● Your tasks:
1) Using the piece on public fights below, decide whether each statement agrees with it: (a) The writer saw what started the fight. (b) The event was attended by about 800 people. (c) Seeking mediation is named as an alternative to violence. Answer yes or no for each and quote the words that settle it.
2) Extend the piece on public fights below, starting right after its final sentence.

● Text excerpt:

I was recently at an event of roughly 800 people when, out of nowhere, a fight erupted.
I didn’t see what caused it, but it shocked me, so I thought to myself: Do we really need to prove how ‘strong’ or ‘tough’ we are in front of that many strangers?
The quarrel looked like something that could have begun over a spilled drink or a heated exchange, which is the kind of trivial matter that doesn’t deserve the risk. I honestly think we grow out of fights about silly things, but apparently not everyone does.
When you really think about it, most conflicts are trivial.
A bad remark, insult, someone flirting with your partner, or a foot stepped on in a crowded area. These are the kinds of fights we used to have in high school. By the time you’re 25 years old, they really should stop. Fighting in public is especially destructive.
Win or lose, it’s humiliating to leave the scene bruised in body or pride, and then you’re stuck with whatever gossip and judgement follow.
And the risks are real. You could lose an eye. You could be stabbed and permanently injure an arm. You could fall, break a leg, and end up in a wheelchair.
All because of a misunderstanding or a moment of pride. Is any insult or slight worth a lifetime of consequences? Too often, men fight to impress an audience and to show off their strength. And when we do that, we only tend to make a fool of ourselves.
Violence is not proof of strength.
If someone wrongs you, there are better options than violence to resolve the matter, which include clear communication, setting boundaries, seeking mediation, or getting professional help (therapy or counselling) to process trauma and manage anger.

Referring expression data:
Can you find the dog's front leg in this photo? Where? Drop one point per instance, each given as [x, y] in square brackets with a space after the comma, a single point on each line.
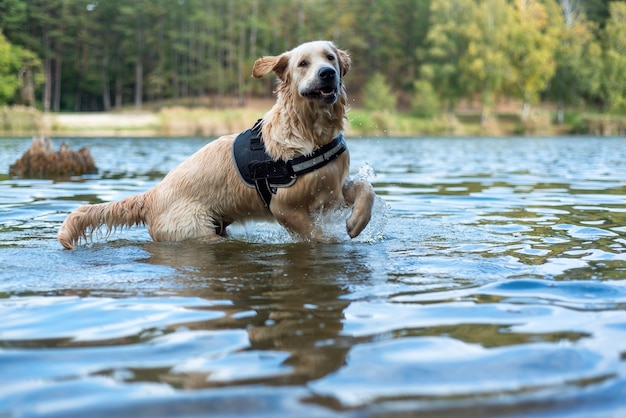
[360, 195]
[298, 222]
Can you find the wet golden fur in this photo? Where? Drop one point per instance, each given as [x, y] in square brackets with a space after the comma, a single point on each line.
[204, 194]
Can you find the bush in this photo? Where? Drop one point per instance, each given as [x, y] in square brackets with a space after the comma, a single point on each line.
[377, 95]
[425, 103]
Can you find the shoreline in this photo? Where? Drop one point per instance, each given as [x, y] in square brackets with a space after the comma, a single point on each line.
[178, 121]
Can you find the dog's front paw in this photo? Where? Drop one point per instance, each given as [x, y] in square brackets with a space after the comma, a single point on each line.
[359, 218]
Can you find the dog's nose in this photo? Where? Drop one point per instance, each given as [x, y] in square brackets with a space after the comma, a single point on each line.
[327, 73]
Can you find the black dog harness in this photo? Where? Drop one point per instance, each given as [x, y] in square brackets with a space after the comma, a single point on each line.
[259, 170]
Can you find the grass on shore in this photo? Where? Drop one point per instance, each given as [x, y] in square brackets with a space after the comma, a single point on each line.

● Answers given:
1)
(a) No: "I didn’t see what caused it"
(b) Yes: "an event of roughly 800 people"
(c) Yes: "seeking mediation"

2)
To add to that, walk away and resolve it calmly, or use the law and go open a case. Choose a mature solution instead of something that will make matters worse or escalate the situation.
We are grown-ups and need to be able to talk it out or yet again walk away, and I repeat, walk away. Protect yourselves and the people around you from consequences that last far longer than a bruised ego.
We live in a world where the stakes are just too high, and we need to stop treating petty provocations as tests of manhood.
Imagine being 45 years old and getting into a fight with another man – all because he once had a thing with your now wife. The situation stirs up old emotions, and before you know it, things turn physical.
And let’s say he had a thing with your now wife 15 years ago, and now you have just been beaten. You come home bleeding, your phone and wallet are gone, and you are in pain. Your children look up at you and ask: “Daddy, what happened?”
In that moment, you realise this is something you can’t undo – a mistake that only brings regret and embarrassment.
Yes, there are people who seem prone to violence, often because of unresolved psychological trauma or learned behaviour.
When someone reacts to every slight with aggression, it’s usually a sign they are carrying deeper pain, but this is no reason to excuse the behaviour.
Still, violence rarely solves anything. More often it makes matters worse, makes new enemies, and damages the person who resorts to it.
In conclusion, true strength isn’t shown through fists or loud arguments, but through self-control and wisdom.
Walking away doesn’t make you a coward, it makes you mature enough to choose peace over chaos.
To all the gents out there: Let’s rise above pointless fights, protect our dignity, and set an example of what real manhood looks like – calm, composed, and in control.